Below is a block of data; give all of it again word for word.

** start of Supplied information **

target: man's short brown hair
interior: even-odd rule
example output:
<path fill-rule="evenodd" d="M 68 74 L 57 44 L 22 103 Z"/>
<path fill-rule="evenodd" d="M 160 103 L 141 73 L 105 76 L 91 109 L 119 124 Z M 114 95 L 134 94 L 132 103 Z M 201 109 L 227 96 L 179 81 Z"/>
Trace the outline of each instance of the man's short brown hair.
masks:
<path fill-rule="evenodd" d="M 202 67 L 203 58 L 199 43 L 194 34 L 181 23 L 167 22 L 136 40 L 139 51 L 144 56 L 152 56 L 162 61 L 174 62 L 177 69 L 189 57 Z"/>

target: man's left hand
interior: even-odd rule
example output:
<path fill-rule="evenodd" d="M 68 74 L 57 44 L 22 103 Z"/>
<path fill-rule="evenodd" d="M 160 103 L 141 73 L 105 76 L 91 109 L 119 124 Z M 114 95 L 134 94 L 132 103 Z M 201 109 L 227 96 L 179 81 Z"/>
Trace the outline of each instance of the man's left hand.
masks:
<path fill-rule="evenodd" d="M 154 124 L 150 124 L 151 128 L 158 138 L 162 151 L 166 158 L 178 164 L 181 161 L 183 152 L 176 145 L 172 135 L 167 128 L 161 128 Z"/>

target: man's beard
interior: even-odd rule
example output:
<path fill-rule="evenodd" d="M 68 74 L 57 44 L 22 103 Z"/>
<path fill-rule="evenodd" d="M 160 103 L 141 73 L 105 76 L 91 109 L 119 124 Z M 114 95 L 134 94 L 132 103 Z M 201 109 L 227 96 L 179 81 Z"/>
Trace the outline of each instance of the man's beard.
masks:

** end of Supplied information **

Answer to this task:
target: man's short brown hair
interior: even-odd rule
example output:
<path fill-rule="evenodd" d="M 68 74 L 57 44 L 22 103 Z"/>
<path fill-rule="evenodd" d="M 160 103 L 141 73 L 105 76 L 91 109 L 119 124 Z M 114 95 L 134 94 L 132 103 Z M 201 109 L 227 96 L 179 81 Z"/>
Trace the outline of each instance of the man's short brown hair.
masks:
<path fill-rule="evenodd" d="M 202 67 L 203 58 L 199 43 L 194 34 L 181 23 L 167 22 L 136 40 L 139 51 L 144 56 L 152 56 L 162 61 L 174 62 L 177 69 L 189 57 Z"/>

target: man's left hand
interior: even-odd rule
example output:
<path fill-rule="evenodd" d="M 68 74 L 57 44 L 22 103 Z"/>
<path fill-rule="evenodd" d="M 160 103 L 141 73 L 105 76 L 91 109 L 119 124 Z M 114 95 L 134 94 L 132 103 Z M 201 109 L 227 96 L 179 81 Z"/>
Trace the outline of each instance of the man's left hand.
masks:
<path fill-rule="evenodd" d="M 154 124 L 150 124 L 151 128 L 158 138 L 162 151 L 166 158 L 178 164 L 181 161 L 183 152 L 176 145 L 172 135 L 167 128 L 161 128 Z"/>

target: man's beard
interior: even-odd rule
example output:
<path fill-rule="evenodd" d="M 68 74 L 57 44 L 22 103 Z"/>
<path fill-rule="evenodd" d="M 160 103 L 141 73 L 105 76 L 91 109 L 119 124 Z M 114 95 L 134 94 L 132 103 Z M 201 109 L 227 96 L 179 81 Z"/>
Trace the outline of each instance of the man's beard.
masks:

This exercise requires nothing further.